**To do:** Can you continue the forum post titled "My New To Me (and First) Bp", picking up right after its last sentence?

# My New To Me  (and First) Bp



## Sendit (Sep 14, 2016)

After a year of looking I found one.  While it may not be in the best condition as the other I looked at (visually) the owner was trust worthy and honest about everything.  The machine was in a support role for the CNC's.

The only real issue I have, is that the quill gets tight around the 4" mark.  I can lower it to 5 though.  I took the quill out and notice chips in the bore of the quill casting and few small marks on the quill.  Nothing I could fee but you can see it.   I took the allen screw out to just make sure this wasn't  causing any interference.

I'm at the point where do I want to tear it down and paint it, give her some youth back -or- just put it back together with the necessary parts.

The power feed works, still trying to figure out model I have.    The power feed does not like to go slow at all and I'm sure there is hardly any oil in the unit..  I just fired it up to see how it works and etc.  It looks like the electrical components (at least the board) were replaced.

**Extracted entries:**
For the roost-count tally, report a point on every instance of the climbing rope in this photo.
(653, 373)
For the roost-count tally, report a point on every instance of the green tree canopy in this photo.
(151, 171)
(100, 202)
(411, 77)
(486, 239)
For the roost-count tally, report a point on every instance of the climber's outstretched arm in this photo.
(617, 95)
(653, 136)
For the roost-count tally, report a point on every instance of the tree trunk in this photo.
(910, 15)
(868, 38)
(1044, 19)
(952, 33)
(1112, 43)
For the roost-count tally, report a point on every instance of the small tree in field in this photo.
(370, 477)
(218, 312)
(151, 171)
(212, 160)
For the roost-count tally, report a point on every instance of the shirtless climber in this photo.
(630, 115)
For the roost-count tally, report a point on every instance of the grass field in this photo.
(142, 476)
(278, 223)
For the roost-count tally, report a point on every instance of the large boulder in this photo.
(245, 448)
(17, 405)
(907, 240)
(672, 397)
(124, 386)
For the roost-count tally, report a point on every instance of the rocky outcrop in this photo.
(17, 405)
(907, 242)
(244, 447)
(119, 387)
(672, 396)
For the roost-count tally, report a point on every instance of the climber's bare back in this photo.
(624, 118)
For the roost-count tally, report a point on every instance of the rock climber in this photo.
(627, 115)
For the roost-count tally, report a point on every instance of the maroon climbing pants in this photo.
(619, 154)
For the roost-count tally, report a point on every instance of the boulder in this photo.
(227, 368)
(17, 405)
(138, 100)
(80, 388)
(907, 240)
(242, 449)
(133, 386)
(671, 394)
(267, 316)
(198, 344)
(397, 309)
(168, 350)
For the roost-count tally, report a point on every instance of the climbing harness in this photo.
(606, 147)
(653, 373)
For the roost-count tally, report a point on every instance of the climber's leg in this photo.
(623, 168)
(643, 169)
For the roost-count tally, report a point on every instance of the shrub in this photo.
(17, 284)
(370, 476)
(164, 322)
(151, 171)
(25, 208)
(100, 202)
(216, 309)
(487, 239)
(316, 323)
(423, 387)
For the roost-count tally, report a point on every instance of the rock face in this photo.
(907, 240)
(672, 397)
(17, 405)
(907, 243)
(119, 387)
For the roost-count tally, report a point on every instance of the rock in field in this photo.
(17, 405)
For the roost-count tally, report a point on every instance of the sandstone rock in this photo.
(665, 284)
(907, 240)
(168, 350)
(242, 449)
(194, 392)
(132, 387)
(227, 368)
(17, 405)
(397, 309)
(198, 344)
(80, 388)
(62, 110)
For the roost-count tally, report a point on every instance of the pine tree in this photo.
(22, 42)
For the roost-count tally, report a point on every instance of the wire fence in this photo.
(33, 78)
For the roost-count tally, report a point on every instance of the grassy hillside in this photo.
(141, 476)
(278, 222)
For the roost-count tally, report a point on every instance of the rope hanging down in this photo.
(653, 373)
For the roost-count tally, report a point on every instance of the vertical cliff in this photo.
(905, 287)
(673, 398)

---

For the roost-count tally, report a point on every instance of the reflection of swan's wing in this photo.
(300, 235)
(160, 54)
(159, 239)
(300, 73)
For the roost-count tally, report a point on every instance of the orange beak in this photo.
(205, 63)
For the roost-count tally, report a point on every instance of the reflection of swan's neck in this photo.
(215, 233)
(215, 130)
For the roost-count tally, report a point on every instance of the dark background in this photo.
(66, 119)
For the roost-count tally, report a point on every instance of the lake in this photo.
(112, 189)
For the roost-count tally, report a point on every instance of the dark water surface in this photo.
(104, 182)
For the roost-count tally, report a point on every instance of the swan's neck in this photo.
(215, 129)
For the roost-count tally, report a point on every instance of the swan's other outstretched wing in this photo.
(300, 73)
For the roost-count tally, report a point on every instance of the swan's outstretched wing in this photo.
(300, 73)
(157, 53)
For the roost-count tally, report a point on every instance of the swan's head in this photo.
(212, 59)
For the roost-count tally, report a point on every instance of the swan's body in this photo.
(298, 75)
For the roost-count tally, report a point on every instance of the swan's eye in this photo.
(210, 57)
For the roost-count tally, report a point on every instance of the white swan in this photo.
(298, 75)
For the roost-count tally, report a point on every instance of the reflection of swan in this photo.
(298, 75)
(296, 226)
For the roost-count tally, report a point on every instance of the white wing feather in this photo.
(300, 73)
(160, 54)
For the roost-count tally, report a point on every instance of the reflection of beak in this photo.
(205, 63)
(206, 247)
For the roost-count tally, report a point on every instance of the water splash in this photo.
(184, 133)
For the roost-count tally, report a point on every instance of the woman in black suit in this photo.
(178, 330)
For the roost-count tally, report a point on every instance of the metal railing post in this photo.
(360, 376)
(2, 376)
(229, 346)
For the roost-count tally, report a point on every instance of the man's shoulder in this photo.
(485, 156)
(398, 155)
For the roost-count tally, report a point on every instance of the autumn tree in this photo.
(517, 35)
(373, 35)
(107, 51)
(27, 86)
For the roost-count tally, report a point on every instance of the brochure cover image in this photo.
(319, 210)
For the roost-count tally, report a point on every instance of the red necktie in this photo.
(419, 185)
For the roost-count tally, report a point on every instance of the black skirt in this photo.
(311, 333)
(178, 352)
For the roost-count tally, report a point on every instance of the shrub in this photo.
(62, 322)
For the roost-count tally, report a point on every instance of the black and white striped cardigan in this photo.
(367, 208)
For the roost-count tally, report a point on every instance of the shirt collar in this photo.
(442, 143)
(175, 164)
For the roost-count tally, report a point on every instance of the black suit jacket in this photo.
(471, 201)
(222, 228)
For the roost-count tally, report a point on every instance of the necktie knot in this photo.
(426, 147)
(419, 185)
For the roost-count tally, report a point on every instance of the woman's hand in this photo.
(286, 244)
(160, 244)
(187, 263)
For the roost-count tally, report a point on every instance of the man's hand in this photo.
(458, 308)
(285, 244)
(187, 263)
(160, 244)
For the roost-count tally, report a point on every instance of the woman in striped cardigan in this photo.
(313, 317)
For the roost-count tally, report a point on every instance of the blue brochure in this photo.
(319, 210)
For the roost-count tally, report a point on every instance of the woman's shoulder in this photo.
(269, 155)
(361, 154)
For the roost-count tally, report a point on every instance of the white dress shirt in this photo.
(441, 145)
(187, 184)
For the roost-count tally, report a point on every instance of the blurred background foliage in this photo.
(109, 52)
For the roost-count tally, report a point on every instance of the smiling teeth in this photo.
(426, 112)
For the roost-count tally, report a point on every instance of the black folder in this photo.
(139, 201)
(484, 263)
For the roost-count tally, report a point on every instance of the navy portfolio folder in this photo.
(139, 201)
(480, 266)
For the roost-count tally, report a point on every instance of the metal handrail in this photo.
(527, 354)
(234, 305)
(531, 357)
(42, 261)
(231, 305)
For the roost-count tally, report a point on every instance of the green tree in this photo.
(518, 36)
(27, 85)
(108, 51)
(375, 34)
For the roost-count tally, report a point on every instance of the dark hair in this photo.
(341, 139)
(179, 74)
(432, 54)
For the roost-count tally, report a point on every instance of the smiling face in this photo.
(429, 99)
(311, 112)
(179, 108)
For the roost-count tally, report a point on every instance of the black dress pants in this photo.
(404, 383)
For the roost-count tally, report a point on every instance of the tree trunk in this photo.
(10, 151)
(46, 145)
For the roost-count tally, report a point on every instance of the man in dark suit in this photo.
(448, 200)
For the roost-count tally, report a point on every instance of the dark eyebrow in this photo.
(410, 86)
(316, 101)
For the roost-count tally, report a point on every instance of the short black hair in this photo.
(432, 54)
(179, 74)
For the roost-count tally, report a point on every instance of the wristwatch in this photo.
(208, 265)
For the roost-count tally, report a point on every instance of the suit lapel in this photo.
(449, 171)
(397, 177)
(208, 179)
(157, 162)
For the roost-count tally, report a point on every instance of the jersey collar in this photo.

**Answer to this exercise:**
First got her home






Removing the quill.  I used the bed to help catch the quill in case it fell.  I only lower the table .200 or less each time.





There are two markings close to one another that are parallel.  I'm curious if this is causing my stiffness when lowering the quill.   After I cleaned the bore and the quill I sprayed some WD-40 and place the quill back in the quill I could tell that the over felt had improved but not still  as smooth as others.









The unknown model powerfeed


----------



## minions (Sep 14, 2016)

She looks great! I don't think she needs a paint job.


----------



## Sendit (Sep 14, 2016)

Thanks Minion.  It's just the previous owner paint job didn't prep it to well thus a lot is flaking
off.


----------



## dlane (Sep 14, 2016)

Marks on quill are from the quill lock rubbing,  I used a spring to keep the lever up on mine.


----------



## Sendit (Sep 14, 2016)

dlane said:


> Marks on quill are from the quill lock rubbing,  I used a spring to keep the lever up on mine.


Hey Dlane,   could you post a picture of your setup with the spring?


----------



## dlane (Sep 14, 2016)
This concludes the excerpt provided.